§ WHAT YOU WILL DO: Copy the material below, starting at the line that contains "Drop a pin on the snowboarder's leg, one" and ending at the end of the material, with "pavement" swapped for "sidewalk" and nothing else changed. Leave the pictures out.

-------- INPUT RECORDS --------

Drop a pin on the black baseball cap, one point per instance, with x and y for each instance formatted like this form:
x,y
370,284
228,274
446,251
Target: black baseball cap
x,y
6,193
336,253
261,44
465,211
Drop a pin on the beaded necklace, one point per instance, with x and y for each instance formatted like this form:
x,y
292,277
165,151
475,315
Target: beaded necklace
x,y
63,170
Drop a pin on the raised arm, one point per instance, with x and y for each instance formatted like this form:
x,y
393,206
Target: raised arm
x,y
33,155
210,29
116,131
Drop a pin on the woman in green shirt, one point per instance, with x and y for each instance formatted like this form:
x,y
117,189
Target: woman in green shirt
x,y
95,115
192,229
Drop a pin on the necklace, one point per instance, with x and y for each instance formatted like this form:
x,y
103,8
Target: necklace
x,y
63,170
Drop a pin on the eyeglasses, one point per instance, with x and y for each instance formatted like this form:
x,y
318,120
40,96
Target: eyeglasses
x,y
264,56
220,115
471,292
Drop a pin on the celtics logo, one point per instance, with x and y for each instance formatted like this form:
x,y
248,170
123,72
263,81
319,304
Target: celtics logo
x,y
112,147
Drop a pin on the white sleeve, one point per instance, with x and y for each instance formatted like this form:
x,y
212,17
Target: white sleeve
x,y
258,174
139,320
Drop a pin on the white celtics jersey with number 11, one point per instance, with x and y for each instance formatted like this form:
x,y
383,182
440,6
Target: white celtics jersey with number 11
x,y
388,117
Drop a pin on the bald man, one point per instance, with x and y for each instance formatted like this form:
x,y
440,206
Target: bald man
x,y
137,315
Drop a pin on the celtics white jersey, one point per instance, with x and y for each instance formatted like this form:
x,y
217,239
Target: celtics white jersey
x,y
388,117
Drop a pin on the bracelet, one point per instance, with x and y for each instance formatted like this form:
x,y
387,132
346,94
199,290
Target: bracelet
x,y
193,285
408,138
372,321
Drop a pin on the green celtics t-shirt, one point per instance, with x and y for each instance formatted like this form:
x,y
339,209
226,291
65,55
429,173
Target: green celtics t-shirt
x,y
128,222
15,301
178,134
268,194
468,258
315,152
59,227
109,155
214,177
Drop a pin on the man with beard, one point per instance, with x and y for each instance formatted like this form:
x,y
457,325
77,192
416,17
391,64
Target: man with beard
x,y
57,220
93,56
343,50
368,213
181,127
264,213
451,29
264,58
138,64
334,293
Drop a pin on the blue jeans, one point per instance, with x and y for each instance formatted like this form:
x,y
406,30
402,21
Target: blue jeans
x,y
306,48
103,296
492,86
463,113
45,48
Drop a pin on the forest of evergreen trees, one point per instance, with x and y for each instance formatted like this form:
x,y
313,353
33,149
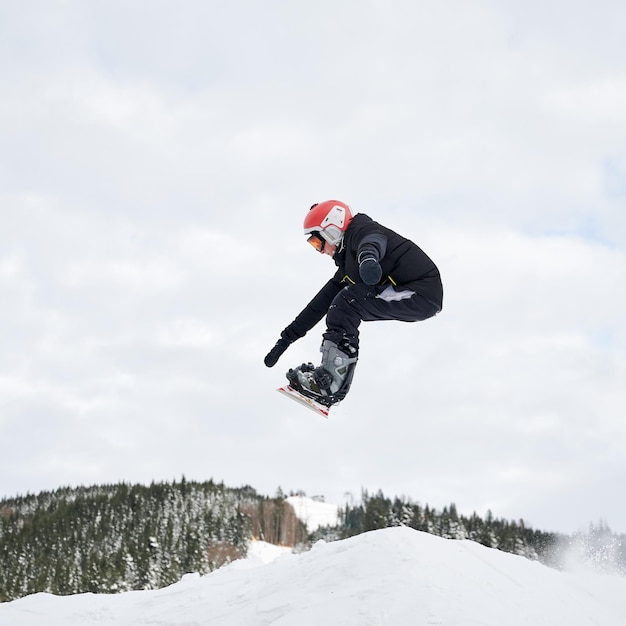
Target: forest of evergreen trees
x,y
120,537
113,538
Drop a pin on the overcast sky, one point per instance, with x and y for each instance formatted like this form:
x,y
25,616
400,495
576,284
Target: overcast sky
x,y
157,160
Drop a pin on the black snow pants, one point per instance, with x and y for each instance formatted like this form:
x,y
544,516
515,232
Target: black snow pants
x,y
363,303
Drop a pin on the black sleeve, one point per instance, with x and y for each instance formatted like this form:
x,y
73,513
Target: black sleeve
x,y
314,310
373,245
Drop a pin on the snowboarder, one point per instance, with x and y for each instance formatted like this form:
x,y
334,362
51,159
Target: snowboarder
x,y
380,276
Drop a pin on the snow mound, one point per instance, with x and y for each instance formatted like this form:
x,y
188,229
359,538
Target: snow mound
x,y
386,577
314,513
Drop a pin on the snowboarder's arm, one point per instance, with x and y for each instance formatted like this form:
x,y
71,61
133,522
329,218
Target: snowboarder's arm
x,y
371,250
310,316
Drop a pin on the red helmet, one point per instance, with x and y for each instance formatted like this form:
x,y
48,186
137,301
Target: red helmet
x,y
330,219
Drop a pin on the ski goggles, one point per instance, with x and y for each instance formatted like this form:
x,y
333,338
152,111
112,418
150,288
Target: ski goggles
x,y
317,241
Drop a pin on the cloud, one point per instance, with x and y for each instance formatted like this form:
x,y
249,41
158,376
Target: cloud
x,y
156,168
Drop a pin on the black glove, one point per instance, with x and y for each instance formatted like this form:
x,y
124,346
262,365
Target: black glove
x,y
370,270
275,353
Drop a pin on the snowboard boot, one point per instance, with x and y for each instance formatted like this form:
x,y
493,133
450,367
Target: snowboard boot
x,y
329,383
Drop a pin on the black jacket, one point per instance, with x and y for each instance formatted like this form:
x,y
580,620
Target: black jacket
x,y
404,265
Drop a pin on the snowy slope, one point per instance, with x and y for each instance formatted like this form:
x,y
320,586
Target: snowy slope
x,y
395,576
314,513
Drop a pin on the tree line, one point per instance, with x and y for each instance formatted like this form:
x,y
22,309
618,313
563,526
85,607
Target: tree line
x,y
124,537
113,538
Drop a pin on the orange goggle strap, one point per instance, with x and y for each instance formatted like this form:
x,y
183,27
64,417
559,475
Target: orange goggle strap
x,y
317,241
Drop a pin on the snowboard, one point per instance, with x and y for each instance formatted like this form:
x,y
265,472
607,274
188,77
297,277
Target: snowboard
x,y
309,403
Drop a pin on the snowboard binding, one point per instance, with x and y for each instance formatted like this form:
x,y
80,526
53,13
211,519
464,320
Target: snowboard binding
x,y
329,383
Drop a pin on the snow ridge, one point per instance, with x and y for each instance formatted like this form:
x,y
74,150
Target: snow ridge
x,y
385,577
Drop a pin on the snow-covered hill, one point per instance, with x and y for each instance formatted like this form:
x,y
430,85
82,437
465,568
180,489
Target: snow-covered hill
x,y
395,576
314,513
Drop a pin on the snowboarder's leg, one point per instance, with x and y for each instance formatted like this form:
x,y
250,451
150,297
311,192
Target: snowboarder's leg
x,y
330,382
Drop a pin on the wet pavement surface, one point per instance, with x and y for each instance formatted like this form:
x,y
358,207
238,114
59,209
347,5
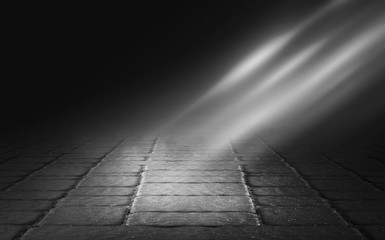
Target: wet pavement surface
x,y
164,187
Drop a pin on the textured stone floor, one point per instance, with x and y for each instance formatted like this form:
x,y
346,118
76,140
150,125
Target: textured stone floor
x,y
162,187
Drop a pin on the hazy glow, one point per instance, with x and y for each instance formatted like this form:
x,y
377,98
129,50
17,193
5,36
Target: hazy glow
x,y
315,82
257,60
284,78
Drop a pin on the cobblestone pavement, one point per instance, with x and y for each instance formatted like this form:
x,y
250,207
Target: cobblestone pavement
x,y
166,188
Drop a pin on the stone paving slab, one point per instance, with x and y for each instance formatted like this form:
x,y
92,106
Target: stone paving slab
x,y
192,189
154,188
191,233
173,219
85,215
193,204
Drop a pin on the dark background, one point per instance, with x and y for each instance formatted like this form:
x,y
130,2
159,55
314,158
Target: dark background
x,y
67,60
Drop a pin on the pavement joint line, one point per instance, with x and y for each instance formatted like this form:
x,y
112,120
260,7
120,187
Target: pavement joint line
x,y
57,201
347,222
257,214
140,181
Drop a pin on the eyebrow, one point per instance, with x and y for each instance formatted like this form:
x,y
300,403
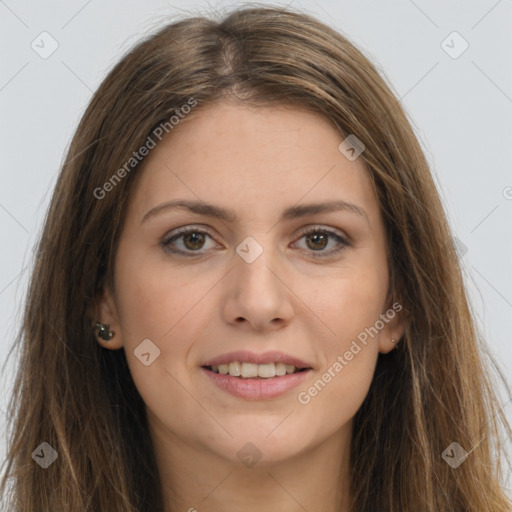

--------

§ FINAL RESULT:
Drop a pin on the snowboarder's leg, one point per instance, with x and y for each instance formatted like this form:
x,y
250,451
150,297
311,192
Target: snowboarder's leg
x,y
330,382
Drop a pin on the wet sidewalk surface, one point per instance, with x and y for each instance formatted like this form:
x,y
358,207
238,114
59,209
347,5
Target: wet sidewalk surface
x,y
164,187
Drop a pin on the textured stone floor, one point per instance, with x and y for each instance formatted like this form:
x,y
346,118
76,140
150,125
Target: textured stone floor
x,y
162,187
Drop a pin on the hazy glow, one point per instance, with x and y for each instance formatted like this form:
x,y
377,98
129,50
17,193
5,36
Target: hazy glow
x,y
315,82
257,60
284,78
Drop a pin on the cobblestone sidewalk, one point per instance, with x and y for each instance formatted like this form:
x,y
250,207
Target: cobblestone sidewalk
x,y
166,188
Drop a pin on the stone paving slab, one point per instance, with x and y for each instance formatted like this form:
x,y
92,106
Target: stone paving slab
x,y
192,189
154,188
191,233
173,219
85,215
193,204
Drop a pin on the dark background, one point per instance, with x and y for each instance formatted like this form:
x,y
130,2
159,55
314,158
Target: dark background
x,y
67,60
Drop a pin on the sidewalk joint line, one point per instance, with x and y for each instance formatted like this form:
x,y
112,120
260,7
120,187
Target: sidewalk joint line
x,y
57,201
347,222
257,214
140,181
Drop a pin on the eyebrow, one point per instance, with x and y for each instance formatted like this form:
x,y
300,403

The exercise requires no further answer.